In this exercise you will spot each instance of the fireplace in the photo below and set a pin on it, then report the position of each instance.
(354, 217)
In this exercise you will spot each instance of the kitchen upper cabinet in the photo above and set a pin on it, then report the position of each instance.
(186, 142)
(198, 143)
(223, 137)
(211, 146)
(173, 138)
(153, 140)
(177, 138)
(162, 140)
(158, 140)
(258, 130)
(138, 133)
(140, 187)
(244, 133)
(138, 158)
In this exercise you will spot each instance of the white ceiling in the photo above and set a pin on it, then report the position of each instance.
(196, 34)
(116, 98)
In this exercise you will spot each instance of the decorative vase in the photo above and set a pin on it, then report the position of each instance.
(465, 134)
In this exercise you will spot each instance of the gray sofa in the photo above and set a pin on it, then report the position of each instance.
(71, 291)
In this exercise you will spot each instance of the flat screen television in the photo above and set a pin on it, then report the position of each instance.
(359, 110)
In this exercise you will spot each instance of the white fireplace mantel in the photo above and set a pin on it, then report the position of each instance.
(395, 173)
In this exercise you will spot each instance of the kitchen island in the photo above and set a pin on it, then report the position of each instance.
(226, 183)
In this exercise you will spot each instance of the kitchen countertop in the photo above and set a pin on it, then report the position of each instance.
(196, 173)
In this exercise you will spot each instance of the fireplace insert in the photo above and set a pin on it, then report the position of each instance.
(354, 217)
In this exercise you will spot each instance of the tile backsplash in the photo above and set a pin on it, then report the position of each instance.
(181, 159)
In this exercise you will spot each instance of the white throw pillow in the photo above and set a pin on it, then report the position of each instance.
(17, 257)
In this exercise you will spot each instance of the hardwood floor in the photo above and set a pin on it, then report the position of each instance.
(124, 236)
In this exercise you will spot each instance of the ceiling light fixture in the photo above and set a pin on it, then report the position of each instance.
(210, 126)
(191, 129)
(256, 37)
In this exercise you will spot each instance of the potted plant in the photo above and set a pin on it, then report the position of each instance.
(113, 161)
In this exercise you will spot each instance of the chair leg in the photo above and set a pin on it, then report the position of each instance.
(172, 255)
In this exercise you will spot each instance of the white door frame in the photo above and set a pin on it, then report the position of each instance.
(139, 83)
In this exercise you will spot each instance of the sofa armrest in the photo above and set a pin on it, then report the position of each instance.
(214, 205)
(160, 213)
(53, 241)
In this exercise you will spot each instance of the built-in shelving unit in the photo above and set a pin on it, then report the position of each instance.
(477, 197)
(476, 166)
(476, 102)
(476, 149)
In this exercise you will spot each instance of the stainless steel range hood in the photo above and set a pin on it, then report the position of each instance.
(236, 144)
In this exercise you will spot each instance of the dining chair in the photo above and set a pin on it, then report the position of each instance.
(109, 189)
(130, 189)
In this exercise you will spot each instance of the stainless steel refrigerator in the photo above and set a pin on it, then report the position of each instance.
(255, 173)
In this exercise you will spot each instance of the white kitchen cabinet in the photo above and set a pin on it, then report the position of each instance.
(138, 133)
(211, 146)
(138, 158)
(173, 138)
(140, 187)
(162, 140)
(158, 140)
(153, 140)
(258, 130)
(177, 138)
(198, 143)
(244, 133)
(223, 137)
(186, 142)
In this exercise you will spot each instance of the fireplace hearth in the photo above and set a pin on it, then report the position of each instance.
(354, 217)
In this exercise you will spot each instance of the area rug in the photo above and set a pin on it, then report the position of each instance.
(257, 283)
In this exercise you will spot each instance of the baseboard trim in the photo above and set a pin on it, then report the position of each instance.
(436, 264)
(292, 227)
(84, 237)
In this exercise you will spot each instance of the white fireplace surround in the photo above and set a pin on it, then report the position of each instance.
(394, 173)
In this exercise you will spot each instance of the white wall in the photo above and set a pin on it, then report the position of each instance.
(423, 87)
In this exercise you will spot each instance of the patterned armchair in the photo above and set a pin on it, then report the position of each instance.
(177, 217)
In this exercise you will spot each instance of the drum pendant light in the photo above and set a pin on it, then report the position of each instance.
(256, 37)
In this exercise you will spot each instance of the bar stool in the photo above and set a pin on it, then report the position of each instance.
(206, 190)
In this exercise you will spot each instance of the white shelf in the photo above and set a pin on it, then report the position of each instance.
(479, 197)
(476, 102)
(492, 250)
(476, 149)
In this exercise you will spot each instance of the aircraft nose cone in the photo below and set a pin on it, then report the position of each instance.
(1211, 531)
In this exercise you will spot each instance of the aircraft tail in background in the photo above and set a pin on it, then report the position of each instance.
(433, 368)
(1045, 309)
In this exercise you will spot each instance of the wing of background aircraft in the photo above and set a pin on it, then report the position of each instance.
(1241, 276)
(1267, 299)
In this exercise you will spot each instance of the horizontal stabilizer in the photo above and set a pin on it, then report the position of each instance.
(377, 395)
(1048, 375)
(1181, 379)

──────

_Set task_. Convert the entire listing above into a two-column CSV with the header row instruction,points. Each row holds one instruction and all of its coordinate answers, each value in its own double-quoted field, with line breaks replaced by spaces.

_Answer to the exercise_.
instruction,points
"In this exercise you will spot each instance of the fireplace in the photo below and set a pin on it, then report the position of each instance.","(354, 217)"
"In this exercise you will spot each instance of the kitchen upper cabinet in the photo above and set a pin on it, then report the position of each instance.","(186, 142) (198, 143) (223, 137) (211, 146) (173, 138) (153, 140) (177, 138) (162, 140) (158, 140) (258, 130) (138, 133) (140, 187) (244, 133) (138, 158)"
"In this exercise you will spot each instance of the white ceiling in the photo above and set a pin on it, then report the position of each instance.","(196, 34) (116, 98)"
"In this exercise you will spot each instance of the decorative vase in the photo above and set a pin on it, then report the position of each instance.","(465, 134)"
"In this exercise you will spot each instance of the gray sofa in the photo above and set a pin on it, then report the position of each instance.","(71, 291)"
"In this exercise you will spot each instance of the flat screen television in the photo above and set a pin on it, then report the position of each instance.","(359, 110)"
"In this exercise you will spot each instance of the white fireplace mantel in the photo above and set a pin on it, then report the position of each instance.","(395, 173)"
"In this exercise you will spot each instance of the kitchen island in the photo above and set a pin on it, then report the position of each instance.","(226, 183)"
"In this exercise you will spot each instance of the kitchen countertop in the photo above and set a pin on it, then report the position of each instance.","(196, 173)"
"In this exercise you will spot each instance of the fireplace insert in the photo above and set a pin on it, then report the position of each instance.","(354, 217)"
"In this exercise you will spot each instance of the tile backsplash in the photo above and set a pin on it, then report the position of each instance.","(181, 159)"
"In this exercise you will spot each instance of the white throw pillow in the photo above and set a pin on it, then report the position of each instance.","(17, 257)"
"In this exercise you will spot each instance of the hardwood floor in the photo above and set a pin on it, then report the position of each instance.","(124, 236)"
"In this exercise you will spot each instance of the ceiling light fixture in the photo above and set a pin on it, then report the position of each instance.","(210, 126) (191, 129) (256, 37)"
"In this exercise you will spot each instance of the potted plant in the photo above and set a pin on it, then report the position of each instance.","(113, 161)"
"In this exercise you will spot each instance of the chair leg in the photo above and set a pin on it, then report the position of each instance.","(172, 255)"
"In this exercise you will spot each instance of the white door frame in the photo above and set a pin on it, then report the position of each instance.","(139, 83)"
"In this exercise you will spot each instance of the sofa armrest in the photo above and set a pin on it, then report the position of each instance.","(214, 205) (160, 213) (53, 241)"
"In this exercise you will spot each instance of the built-in shelving unit in the photo above and set a pin on it, then report the position of each instance.","(477, 197) (476, 166) (476, 102) (476, 149)"
"In this exercise you will spot each instance of the stainless steel range hood in the photo above and set a pin on it, then report the position of each instance.","(236, 144)"
"In this exercise you will spot each instance of the dining chair in the photo above and set a pin on it, then report the position of each instance.","(109, 189) (130, 189)"
"In this exercise you will spot each instance of the stainless steel refrigerator in the photo above and set a pin on it, then report the position of each instance.","(255, 173)"
"In this exercise you will spot each instance of the white kitchen cabinet in the photo above and set a pin on it, then report the position of each instance.","(138, 133) (211, 146) (138, 158) (173, 138) (140, 187) (162, 140) (158, 140) (153, 140) (258, 130) (177, 138) (198, 143) (244, 133) (223, 137) (186, 142)"
"In this exercise you will spot each instance of the fireplace hearth in the photo above and set a pin on it, then report the position of each instance.","(354, 217)"
"In this exercise you will spot each instance of the area rug in the photo above and set a pin on it, then report the position of each instance.","(257, 283)"
"In this exercise you will spot each instance of the baseboard trim in the photo above and set a pin on it, then report the position of each instance.","(436, 264) (292, 227) (84, 237)"
"In this exercise you will spot each instance of the white fireplace surround in the photo above and set a pin on it, then report the position of each instance.","(394, 173)"
"In this exercise you will spot each instance of the white wall in the photo above and set a pin on it, then report the position of each instance.","(423, 87)"
"In this exercise you will spot each instance of the patterned armchair in the photo above and set a pin on it, then report the position of each instance.","(177, 217)"
"In this exercise you will spot each instance of the drum pendant light in the photo above and set a pin on it, then report the position of each instance.","(256, 37)"
"In this exercise you will spot each instance of the bar stool in the photo above and set a pin on it, then report the position of each instance.","(206, 190)"
"In this exercise you will spot each instance of the white shelf in the photo above and set a pin on it, then report the position of each instance.","(479, 197) (476, 102) (492, 250) (476, 149)"
"In this exercise you will spot each instance of the aircraft nose cone in the photo below and set a pin on it, then report the position of each instance.","(1211, 531)"
"In this exercise you will spot each instance of the aircraft tail in background in the photo above and set a pin on it, then report the position of each instance.","(433, 368) (1045, 309)"
"In this exercise you will spot each instance of the wing of background aircraft in the photo above and set a pin on it, then report the position of each instance.","(1241, 276) (1267, 299)"
"In this exercise you will spot each instance of the horizontal stabilizer in the photo above and set a pin on it, then report the position of each instance.","(377, 395) (1048, 375) (1181, 379)"